## Work to complete
Please resume the forum post on Rayleigh's dissipation function from its final sentence onward.

Dissipation function is homogeneous in ##\dot{q}## second degree proof

[Kashmir]

We have Rayleigh's dissipation function, defined as
$\mathcal{F}=\frac{1}{2} \sum_{i}\left(k_{x} v_{i x}^{2}+k_{y} v_{i j}^{2}+k_{z} v_{i z}^{2}\right)$

Also we have transformation equations to generalized coordinates as
$\begin{aligned} \mathbf{r}_{1} &=\mathbf{r}_{1}\left(q_{1}, q_{2}, \ldots, q_{3 N-k}, t\right) \\ & \vdots \\ \mathbf{r}_{N} &=\mathbf{r}_{N}\left(q_{1}, q_{2}, \ldots, q_{3 N-k}, t\right) \end{aligned}$

How can I prove that the dissipation function is homogeneous of degree 2 in $\dot{q}$?

Position annotation data:
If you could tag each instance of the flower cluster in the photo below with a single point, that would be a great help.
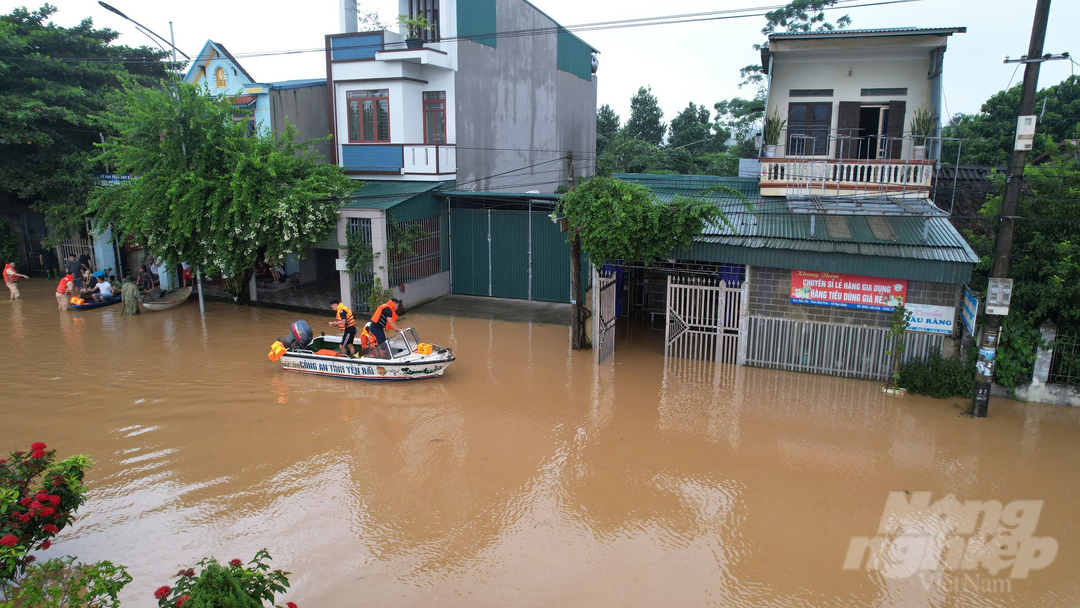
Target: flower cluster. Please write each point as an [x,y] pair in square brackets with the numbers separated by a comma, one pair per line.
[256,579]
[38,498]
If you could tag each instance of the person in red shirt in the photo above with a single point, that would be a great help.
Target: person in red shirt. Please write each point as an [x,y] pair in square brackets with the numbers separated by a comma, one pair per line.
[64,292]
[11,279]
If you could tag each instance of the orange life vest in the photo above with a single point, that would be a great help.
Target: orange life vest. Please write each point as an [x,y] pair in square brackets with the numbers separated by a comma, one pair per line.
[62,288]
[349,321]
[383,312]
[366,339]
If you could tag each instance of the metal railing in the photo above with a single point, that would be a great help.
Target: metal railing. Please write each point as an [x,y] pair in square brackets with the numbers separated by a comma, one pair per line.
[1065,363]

## The response
[vanhees71]

You have $\vec{v}_i=\dot{\vec{r}}_i=\dot{q}^j \partial_j \vec{r}_i$ and thus
$$\mathcal{F}=\frac{1}{2} \sum_i \dot{q}^j \dot{q}^k (\partial_j \vec{r}_i) \cdot (\partial_k \vec{r}_i).$$
Sinc the $\vec{r}_i$ are functions of the $q^j$ and $t$ but not of $\dot{q}^j$ by assumption you have
$$\mathcal{F}(q,\lambda \dot{q},t)=\lambda^2 \mathcal{F}(q,\dot{q},t).$$
QED.

 

[Kashmir]

You have $\vec{v}_i=\dot{\vec{r}}_i=\dot{q}^j \partial_j \vec{r}_i$ and thus
$$\mathcal{F}=\frac{1}{2} \sum_i \dot{q}^j \dot{q}^k (\partial_j \vec{r}_i) \cdot (\partial_k \vec{r}_i).$$
Sinc the $\vec{r}_i$ are functions of the $q^j$ and $t$ but not of $\dot{q}^j$ by assumption you have
$$\mathcal{F}(q,\lambda \dot{q},t)=\lambda^2 \mathcal{F}(q,\dot{q},t).$$
QED.

Thank you. Why not a partial with time term in $\vec{v}_i=\dot{\vec{r}}_i=\dot{q}^j \partial_j \vec{r}_i$ also where did the kx, ky, kz term go?

 

[wrobel]

How can I prove that the dissipation function is homogeneous of degree 2 in ?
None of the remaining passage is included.